Request
Rewrite every line of the listing below, from its start through the line containing "xmin=0 ymin=11 xmax=198 ymax=48", both ends included. Shift each bounding box coordinate in the answers up by 6 and keep the requests and their notation samples unchanged.

-- START OF Given data --

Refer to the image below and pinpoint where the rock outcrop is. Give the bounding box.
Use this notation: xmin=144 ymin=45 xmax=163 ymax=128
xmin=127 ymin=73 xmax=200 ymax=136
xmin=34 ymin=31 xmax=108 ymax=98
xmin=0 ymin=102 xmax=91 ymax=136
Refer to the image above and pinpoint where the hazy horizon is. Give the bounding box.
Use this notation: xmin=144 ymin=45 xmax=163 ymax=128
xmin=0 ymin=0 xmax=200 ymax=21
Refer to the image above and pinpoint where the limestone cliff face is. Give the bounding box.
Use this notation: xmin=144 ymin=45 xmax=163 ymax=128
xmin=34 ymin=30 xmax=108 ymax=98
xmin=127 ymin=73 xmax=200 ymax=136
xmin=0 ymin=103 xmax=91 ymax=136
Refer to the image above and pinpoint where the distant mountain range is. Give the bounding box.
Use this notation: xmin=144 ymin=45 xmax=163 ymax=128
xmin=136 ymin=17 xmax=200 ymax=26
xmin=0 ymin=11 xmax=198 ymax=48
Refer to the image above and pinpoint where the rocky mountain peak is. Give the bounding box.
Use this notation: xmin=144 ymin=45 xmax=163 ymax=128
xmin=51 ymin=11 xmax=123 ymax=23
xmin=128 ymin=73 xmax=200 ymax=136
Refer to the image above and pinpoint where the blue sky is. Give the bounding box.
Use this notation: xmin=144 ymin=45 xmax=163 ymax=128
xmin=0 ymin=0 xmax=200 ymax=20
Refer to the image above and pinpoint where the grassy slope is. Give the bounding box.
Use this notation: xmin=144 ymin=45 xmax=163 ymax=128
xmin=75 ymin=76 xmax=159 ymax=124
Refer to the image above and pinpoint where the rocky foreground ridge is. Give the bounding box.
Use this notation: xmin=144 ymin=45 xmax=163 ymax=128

-- END OF Given data --

Output of the task
Refer to the image below and pinpoint where the rock outcrop is. Give the bounding box.
Use this notation: xmin=144 ymin=45 xmax=163 ymax=128
xmin=133 ymin=79 xmax=206 ymax=142
xmin=40 ymin=37 xmax=114 ymax=104
xmin=6 ymin=108 xmax=97 ymax=142
Refer to the image above and pinpoint where the hazy horizon is. Give the bounding box.
Use this notation: xmin=144 ymin=45 xmax=163 ymax=128
xmin=6 ymin=6 xmax=206 ymax=27
Refer to the image above and pinpoint where the limestone cliff face is. Give the bounding box.
Use this notation: xmin=144 ymin=45 xmax=163 ymax=128
xmin=40 ymin=36 xmax=114 ymax=104
xmin=133 ymin=79 xmax=206 ymax=142
xmin=6 ymin=109 xmax=97 ymax=142
Refer to the image above and pinpoint where the distant mountain range is. Give the bounding box.
Use this notation: xmin=144 ymin=45 xmax=163 ymax=128
xmin=142 ymin=23 xmax=206 ymax=32
xmin=6 ymin=17 xmax=204 ymax=54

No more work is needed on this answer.